__TASK INSTRUCTIONS__.
The line that contains "Category: blue jeans" marks the start. Output it and all remaining lines exactly, through the final line of the listing.
————
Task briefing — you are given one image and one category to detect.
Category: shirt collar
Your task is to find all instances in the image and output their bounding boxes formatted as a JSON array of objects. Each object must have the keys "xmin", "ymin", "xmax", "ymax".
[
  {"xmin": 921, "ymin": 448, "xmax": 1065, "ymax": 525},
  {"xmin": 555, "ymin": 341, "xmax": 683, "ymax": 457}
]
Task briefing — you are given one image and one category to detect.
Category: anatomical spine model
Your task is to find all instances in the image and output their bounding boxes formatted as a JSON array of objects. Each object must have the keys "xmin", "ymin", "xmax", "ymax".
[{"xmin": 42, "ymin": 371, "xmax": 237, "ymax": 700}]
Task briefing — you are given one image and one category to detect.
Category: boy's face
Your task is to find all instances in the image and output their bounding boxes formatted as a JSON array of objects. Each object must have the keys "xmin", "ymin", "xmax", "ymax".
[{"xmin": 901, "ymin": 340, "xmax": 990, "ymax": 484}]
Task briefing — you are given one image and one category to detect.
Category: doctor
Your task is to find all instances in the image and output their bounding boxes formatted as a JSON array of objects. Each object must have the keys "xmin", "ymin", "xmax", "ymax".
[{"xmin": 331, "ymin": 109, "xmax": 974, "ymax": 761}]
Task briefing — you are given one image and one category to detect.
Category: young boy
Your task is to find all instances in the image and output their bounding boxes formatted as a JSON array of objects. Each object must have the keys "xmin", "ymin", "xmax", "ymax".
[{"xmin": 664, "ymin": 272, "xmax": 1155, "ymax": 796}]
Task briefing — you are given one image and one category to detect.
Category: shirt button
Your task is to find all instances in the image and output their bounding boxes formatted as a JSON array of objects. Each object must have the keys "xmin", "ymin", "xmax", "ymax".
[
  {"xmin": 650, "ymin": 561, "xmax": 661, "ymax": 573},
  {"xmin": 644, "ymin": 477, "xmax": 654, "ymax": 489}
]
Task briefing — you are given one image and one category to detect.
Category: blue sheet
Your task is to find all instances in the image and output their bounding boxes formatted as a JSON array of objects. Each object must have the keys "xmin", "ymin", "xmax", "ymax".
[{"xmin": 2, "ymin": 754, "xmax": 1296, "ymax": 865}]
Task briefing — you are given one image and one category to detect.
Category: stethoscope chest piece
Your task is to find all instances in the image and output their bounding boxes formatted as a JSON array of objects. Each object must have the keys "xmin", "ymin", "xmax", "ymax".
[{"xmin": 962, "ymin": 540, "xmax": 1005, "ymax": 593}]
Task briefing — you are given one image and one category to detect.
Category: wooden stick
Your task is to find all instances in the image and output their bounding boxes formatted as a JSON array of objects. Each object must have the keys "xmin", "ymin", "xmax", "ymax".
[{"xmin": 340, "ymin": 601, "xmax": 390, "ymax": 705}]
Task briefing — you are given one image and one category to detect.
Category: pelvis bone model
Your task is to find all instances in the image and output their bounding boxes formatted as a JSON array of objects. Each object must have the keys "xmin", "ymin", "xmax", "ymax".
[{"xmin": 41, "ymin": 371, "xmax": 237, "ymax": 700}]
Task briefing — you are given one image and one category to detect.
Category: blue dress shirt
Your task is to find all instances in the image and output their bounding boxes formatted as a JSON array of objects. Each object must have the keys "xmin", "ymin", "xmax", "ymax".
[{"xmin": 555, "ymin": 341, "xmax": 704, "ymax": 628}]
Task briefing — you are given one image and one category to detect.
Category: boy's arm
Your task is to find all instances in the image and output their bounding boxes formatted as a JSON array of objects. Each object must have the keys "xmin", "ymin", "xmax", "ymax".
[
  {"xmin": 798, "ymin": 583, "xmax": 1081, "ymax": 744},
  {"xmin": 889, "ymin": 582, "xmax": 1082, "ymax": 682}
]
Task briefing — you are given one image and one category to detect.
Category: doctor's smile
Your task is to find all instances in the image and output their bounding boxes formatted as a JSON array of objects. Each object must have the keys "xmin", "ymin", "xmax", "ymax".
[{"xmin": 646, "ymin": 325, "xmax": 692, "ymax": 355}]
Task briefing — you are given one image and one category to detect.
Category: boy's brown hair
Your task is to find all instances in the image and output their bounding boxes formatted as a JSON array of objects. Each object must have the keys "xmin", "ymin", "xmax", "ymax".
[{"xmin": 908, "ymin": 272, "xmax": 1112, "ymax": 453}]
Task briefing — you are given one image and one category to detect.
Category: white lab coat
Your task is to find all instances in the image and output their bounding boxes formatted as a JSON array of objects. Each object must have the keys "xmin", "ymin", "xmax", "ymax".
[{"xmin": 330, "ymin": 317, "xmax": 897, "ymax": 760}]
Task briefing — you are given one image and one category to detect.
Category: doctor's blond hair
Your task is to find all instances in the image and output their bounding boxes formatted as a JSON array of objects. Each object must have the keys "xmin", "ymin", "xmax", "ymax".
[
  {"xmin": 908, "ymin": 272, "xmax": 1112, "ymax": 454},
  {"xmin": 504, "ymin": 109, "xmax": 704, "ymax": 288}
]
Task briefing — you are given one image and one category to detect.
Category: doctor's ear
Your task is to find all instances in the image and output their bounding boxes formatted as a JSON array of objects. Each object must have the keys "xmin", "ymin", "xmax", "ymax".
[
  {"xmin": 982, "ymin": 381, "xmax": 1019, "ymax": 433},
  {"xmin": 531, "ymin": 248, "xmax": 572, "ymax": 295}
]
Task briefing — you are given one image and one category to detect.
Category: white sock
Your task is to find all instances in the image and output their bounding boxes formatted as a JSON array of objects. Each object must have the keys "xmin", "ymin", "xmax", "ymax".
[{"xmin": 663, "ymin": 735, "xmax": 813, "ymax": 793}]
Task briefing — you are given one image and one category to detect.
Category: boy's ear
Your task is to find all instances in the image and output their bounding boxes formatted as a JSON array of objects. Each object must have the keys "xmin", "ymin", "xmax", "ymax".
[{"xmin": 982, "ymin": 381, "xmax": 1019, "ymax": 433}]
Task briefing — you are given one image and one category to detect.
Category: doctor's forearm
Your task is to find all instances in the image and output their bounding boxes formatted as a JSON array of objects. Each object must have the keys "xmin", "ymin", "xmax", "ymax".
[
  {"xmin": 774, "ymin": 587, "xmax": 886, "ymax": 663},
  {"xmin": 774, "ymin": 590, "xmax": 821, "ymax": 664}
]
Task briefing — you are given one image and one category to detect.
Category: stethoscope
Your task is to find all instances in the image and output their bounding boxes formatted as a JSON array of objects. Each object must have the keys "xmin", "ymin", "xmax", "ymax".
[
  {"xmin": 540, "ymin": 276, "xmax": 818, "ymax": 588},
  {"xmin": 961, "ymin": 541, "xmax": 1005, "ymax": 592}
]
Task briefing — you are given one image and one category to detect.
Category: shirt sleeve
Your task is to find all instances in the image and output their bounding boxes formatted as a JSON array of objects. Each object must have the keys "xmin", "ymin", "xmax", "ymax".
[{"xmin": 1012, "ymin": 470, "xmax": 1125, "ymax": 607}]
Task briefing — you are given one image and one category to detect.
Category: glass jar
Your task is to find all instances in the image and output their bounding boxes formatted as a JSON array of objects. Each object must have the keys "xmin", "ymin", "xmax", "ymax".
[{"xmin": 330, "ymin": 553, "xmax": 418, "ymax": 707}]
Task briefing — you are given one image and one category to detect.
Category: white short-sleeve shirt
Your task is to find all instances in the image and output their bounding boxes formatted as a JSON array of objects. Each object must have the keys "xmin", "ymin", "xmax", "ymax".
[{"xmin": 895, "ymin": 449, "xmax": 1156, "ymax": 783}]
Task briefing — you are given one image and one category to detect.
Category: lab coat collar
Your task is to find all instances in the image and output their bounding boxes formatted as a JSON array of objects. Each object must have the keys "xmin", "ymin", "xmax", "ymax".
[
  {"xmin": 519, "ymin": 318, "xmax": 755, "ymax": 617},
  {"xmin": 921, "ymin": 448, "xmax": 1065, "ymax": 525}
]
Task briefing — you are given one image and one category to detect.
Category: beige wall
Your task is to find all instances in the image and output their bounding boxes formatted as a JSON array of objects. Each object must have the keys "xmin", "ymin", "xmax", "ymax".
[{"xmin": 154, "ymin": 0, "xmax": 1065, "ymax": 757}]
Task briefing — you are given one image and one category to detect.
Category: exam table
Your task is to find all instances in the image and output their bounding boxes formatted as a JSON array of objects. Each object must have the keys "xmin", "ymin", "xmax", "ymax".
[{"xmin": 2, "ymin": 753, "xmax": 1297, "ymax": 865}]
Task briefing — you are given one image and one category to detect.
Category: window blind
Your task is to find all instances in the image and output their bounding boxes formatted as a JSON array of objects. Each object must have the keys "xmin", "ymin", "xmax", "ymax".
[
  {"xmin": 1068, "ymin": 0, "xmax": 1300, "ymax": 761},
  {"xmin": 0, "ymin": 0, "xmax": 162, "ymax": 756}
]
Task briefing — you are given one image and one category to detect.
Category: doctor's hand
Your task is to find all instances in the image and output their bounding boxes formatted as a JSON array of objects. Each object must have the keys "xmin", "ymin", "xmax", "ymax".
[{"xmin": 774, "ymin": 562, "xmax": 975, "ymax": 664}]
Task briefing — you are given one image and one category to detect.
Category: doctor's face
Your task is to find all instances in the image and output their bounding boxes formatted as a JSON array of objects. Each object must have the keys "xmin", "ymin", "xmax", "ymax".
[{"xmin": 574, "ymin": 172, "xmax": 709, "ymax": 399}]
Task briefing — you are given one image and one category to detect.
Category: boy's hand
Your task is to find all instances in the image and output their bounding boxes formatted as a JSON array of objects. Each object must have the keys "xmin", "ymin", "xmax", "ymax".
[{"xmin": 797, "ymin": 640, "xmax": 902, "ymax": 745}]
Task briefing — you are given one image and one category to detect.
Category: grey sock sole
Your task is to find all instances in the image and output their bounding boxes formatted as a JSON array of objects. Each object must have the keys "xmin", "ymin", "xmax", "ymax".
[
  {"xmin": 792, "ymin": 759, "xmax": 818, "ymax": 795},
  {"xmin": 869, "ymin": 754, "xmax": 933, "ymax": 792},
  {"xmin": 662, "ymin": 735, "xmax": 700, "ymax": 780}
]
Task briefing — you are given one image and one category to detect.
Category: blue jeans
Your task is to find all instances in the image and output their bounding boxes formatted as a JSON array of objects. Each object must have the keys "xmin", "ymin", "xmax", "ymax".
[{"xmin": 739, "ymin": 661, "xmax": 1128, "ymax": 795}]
————
__EXPECTED ANSWER__.
Category: blue jeans
Your task is to find all instances in the image and output their bounding boxes formatted as a JSON array of objects. Each object must have the keys "xmin", "ymin", "xmax", "ymax".
[{"xmin": 739, "ymin": 661, "xmax": 1128, "ymax": 795}]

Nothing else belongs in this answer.